EXERCISE: Can you lay out the records as a numbered list, beginning at the line that contains "task: segment the woman's long wavy hair" and stopping after the line that contains "196L175 191L170 163L177", with blank lines dropped and the pictures left out?

DATA SHOWN:
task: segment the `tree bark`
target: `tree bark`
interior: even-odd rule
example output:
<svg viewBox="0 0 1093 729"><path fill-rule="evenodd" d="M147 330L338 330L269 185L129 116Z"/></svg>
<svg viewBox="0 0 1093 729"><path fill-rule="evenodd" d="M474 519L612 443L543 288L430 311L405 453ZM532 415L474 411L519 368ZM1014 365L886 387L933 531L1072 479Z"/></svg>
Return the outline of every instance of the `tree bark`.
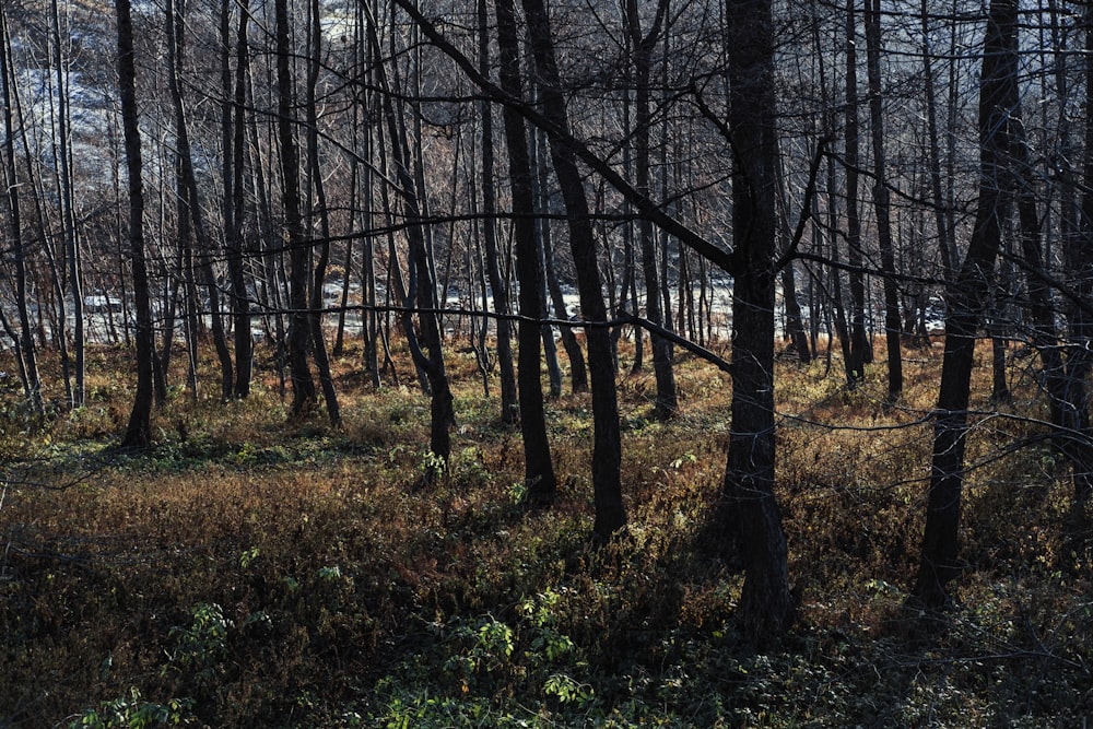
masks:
...
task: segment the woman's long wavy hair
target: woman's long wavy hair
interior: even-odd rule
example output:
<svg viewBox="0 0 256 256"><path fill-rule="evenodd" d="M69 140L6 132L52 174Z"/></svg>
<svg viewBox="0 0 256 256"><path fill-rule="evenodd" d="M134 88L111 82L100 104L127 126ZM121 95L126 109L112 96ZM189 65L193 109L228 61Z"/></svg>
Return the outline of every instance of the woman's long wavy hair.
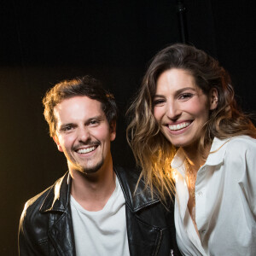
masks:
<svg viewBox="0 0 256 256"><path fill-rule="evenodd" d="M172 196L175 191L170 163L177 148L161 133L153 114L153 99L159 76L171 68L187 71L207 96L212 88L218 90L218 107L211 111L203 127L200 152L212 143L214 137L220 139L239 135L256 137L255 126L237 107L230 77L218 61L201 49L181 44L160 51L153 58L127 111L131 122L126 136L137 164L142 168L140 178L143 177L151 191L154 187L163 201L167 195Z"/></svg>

EXPECTED OUTPUT:
1. task: segment the woman's long wavy hair
2. target: woman's long wavy hair
3. interior: even-odd rule
4. example output:
5. <svg viewBox="0 0 256 256"><path fill-rule="evenodd" d="M69 140L6 132L52 174Z"/></svg>
6. <svg viewBox="0 0 256 256"><path fill-rule="evenodd" d="M134 88L111 82L100 104L127 126ZM121 95L126 109L112 96ZM189 65L193 109L228 61Z"/></svg>
7. Return the outline of every instance of the woman's long wavy hair.
8. masks:
9. <svg viewBox="0 0 256 256"><path fill-rule="evenodd" d="M172 196L175 191L170 163L177 148L161 133L153 114L153 99L159 76L171 68L187 71L207 96L212 88L218 90L218 107L211 111L203 127L200 152L212 143L214 137L220 139L239 135L256 137L255 126L237 107L230 77L218 61L201 49L181 44L160 51L153 58L127 111L131 122L126 136L137 164L142 168L140 178L143 177L151 191L154 187L163 201L167 195Z"/></svg>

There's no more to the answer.